### Records excerpted from a collection
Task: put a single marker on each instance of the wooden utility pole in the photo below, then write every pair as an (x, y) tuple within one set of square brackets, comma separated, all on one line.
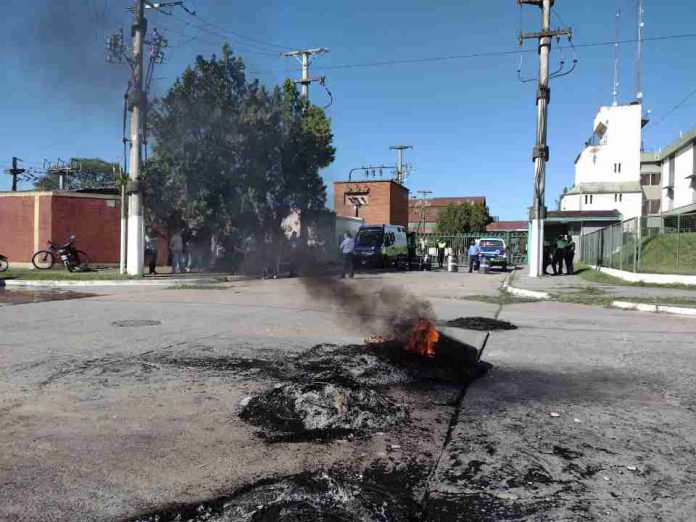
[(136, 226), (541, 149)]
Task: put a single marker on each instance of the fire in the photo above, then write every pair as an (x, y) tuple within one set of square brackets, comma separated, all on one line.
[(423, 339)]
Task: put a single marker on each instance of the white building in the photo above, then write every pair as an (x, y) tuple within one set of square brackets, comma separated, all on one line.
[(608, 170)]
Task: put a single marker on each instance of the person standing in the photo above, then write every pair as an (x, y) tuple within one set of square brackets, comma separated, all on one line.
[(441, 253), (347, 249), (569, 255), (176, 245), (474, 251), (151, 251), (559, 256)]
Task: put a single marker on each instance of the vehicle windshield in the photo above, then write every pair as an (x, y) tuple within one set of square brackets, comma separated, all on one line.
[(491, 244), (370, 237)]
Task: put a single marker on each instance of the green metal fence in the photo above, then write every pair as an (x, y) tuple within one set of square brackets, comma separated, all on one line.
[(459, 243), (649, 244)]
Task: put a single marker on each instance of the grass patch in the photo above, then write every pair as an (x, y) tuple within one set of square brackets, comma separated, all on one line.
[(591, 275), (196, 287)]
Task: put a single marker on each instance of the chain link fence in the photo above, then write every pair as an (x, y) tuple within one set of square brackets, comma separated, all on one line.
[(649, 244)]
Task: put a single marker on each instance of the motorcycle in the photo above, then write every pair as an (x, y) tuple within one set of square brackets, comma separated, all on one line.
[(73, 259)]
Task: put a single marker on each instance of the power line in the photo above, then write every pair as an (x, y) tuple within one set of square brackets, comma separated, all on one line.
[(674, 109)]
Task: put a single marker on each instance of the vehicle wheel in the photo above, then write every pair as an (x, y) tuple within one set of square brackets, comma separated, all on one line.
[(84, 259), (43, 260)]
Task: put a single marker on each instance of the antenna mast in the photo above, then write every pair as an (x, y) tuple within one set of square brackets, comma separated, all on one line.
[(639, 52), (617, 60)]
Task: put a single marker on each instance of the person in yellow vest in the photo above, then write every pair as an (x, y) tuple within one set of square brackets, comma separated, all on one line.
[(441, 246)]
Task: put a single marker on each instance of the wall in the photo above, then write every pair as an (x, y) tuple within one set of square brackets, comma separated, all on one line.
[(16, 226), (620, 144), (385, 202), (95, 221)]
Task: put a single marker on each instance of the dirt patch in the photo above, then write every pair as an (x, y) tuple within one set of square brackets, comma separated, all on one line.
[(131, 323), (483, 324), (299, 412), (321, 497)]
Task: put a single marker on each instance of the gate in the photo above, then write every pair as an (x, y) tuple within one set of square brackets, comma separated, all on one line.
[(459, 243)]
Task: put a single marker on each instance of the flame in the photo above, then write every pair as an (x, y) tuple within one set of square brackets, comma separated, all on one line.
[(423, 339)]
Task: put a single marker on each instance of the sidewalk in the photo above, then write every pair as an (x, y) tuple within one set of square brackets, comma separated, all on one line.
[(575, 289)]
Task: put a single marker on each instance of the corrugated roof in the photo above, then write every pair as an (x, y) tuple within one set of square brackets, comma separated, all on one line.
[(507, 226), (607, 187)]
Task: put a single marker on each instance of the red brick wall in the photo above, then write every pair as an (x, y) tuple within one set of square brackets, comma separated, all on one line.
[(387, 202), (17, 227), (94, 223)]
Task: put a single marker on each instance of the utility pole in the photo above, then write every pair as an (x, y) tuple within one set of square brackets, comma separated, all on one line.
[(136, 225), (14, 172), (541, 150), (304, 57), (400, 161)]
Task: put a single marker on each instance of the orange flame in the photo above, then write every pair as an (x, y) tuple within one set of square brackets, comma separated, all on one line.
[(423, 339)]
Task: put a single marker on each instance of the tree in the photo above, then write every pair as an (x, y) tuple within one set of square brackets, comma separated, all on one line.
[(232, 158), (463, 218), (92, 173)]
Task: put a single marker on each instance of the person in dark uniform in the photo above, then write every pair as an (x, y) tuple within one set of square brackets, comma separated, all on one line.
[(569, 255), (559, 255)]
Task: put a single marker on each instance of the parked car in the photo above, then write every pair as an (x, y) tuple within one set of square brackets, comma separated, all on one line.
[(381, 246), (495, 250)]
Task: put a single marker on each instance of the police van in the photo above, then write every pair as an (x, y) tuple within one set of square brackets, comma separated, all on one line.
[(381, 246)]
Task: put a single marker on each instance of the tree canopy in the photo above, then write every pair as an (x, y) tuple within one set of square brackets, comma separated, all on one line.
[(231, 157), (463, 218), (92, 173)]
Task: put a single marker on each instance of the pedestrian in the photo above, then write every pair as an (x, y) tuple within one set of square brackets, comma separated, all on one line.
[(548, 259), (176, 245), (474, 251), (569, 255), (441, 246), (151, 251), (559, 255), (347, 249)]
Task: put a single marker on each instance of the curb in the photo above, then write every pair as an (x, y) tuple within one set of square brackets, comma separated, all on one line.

### What needs to be done
Transcribe all of the records above exactly; no image should appear in what you write.

### Output of the exercise
Task: put a single marker on each instance of the wooden utility pole in the photo below, then write every pair as an (x, y) tuple within one set of square brackets, comma separated, all on one line.
[(136, 226), (541, 149)]
Task: put a single marker on each instance of the fire in the photo above, then write every pair as an (x, y) tuple within one set of square brackets, comma separated, all on one line.
[(423, 339)]
Task: put a single marker on each instance of the white building in the photo above, then write every pair as an (x, y) tuple within one set of square brackets, comma separated, all on one line.
[(608, 170)]
Task: put a single marker on each instance of the person standing in the photo above, then write every pair as an (x, y) tuple within one set of square brackets, comma separated, all on one line.
[(441, 253), (347, 249), (569, 255), (176, 245), (474, 251), (151, 251), (559, 256)]
Task: put a single marker on each instance of the vehicle windshield in the photo above, then write every pair as an (x, y) tuple within one set of square brackets, comma separated, all on one line.
[(491, 244), (370, 237)]
Task: put a single marker on each instance of the green metal fence in the photo above, then write every pair as an (x, y) tuple within one set of square brackets, comma separated, all on one line.
[(459, 243), (649, 244)]
Task: put a single marker on each instance of the grass patch in the photo above, then write every pair as an (x, y) tuple within one set of square brackets, comma separated, all on one line.
[(591, 275), (196, 287)]
Task: put a single marker on each instance of the chain link fence in the photo above, then write every pair as an (x, y) tuple within one set of square brackets, comma separated, all on one line.
[(649, 244)]
Task: put a single marker on each instance of the motorcycle in the photo above, then write every pair as an (x, y) tuple within one set of square brackets, comma separated, all on one line.
[(73, 259)]
Task: put a single marker on each instance of the power line in the photo above, then write every pair as an (x, y) tuple within one set of square brackets, comma separated, all on one line.
[(674, 109)]
Task: put a single marker on each instance of the vehicle wheel in the photo above, then write every pair as an (x, y) tuple within one set of square brackets, comma separated, all on one line.
[(84, 259), (43, 260)]
Task: put a single marker on each instance of the antenna mast in the photo above, then write every pair as an (x, y) tuple within one set of square brackets, comma separated, all on one line.
[(639, 52), (617, 60)]
Task: put a single marker on each instance of the person in yellow vest in the photo above, then write every pair as an (x, y) tuple within one set of square brackets, comma separated, all on one line.
[(441, 246)]
Task: put a single marker on each instance of the wall in the photo above, then write every pair as an (x, y) tuple within one set of square brackets, comma separated, all on one line.
[(16, 226), (620, 144), (385, 202), (95, 221)]
Task: put a single marker on each instance of the dirt patch in the photo above, then write every pair as an (x, y) tuple within one set of square brackets, comma separated, all on one line.
[(131, 323), (483, 324), (299, 412), (321, 497)]
Task: put a single marker on each instance of the gate in the photo above, then write every pair as an (x, y) tuple within one set of square brackets, comma separated, all on one line.
[(459, 243)]
Task: put a single marker on each instance of the flame in the photo above, then write every pair as an (x, y) tuple within one set of square brackets, comma separated, all on one line.
[(423, 339)]
Task: put a single marker on each instance of the sidewalk in the photo above, then write every pair as an (x, y) tuple within one set of square brackets, comma separated, all on one line.
[(575, 289)]
Task: put a single marker on each instance of the corrugated roof in the photo above, then write every pair as an (x, y) tuple within one set of square brackets, comma separated, all on one line.
[(507, 226), (607, 187)]
Task: put a single marker on each instance of the red brick wall in the photo above, then write every pair as an (x, y) tuple within one set of square brackets, comma separated, all on one line.
[(387, 202), (17, 227), (94, 223)]
Task: put a single marker on each instance of the utility pole in the photo above, then write every pair as an (x, y) tuple within one set of square brackets, comma separated, all on one line.
[(136, 225), (14, 172), (541, 150), (304, 57), (400, 161)]
Task: put a single marker on each instance of the orange flame in the photo above, then write every pair as an (x, y) tuple within one set of square brackets, comma separated, all on one line.
[(423, 339)]
Task: put a single marker on each instance of the tree in the photo above, then write every pair as an (x, y) tuple within one set of square brackets, comma separated, all on one line.
[(232, 158), (463, 218), (92, 173)]
Task: put a single marker on each instance of the person in dark uniform in the photo above, then write every pair as an (x, y) tuple within one set of square brackets, comma separated, all on one line.
[(569, 255), (559, 255)]
Task: put a single marker on each instance of the parked car in the photo above, then write every pair as an (x, y) tuple within one set of square brackets, comma separated, all on one line.
[(381, 246), (495, 250)]
Task: put a single marker on each instance of the police van in the photo above, then write every pair as an (x, y) tuple within one set of square brackets, comma separated, all on one line.
[(381, 246)]
Task: put a single marker on each instance of the tree canopy in the photo above, then write every pair as an (x, y) tuple within one set of square brackets, comma separated, all on one line.
[(231, 157), (463, 218), (92, 173)]
Task: put a single marker on each instance of the pedestrian in the photo above, then write every pair as an (x, y) tuple within one set of square brackets, comma separated, all on one line.
[(548, 259), (176, 245), (474, 251), (569, 255), (441, 246), (151, 251), (559, 255), (347, 249)]
Task: put a single marker on each instance of the curb in the photo above, then write every pair as an (x, y) tuple within one set of square brackets, comma separated, all on one line.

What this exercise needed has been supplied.